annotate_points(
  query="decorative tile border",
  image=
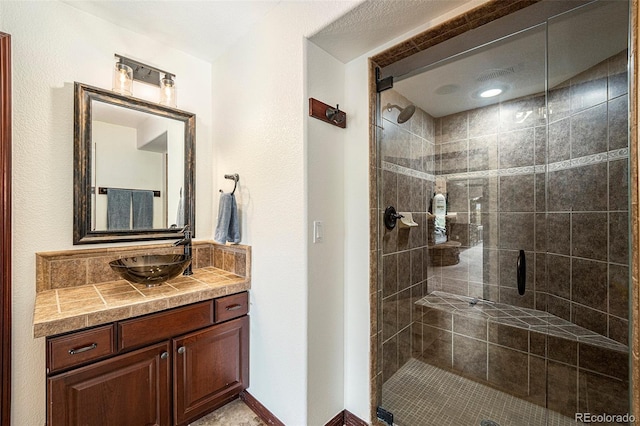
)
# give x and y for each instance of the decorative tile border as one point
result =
----------
» WORK TO BE COMPLETED
Output nothing but the entries above, exactly, once the pictures are removed.

» ANSWER SPACE
annotate_points(
  query="decorative tile border",
  image=
)
# give x and y for each instance of the decorative tile border as one point
result =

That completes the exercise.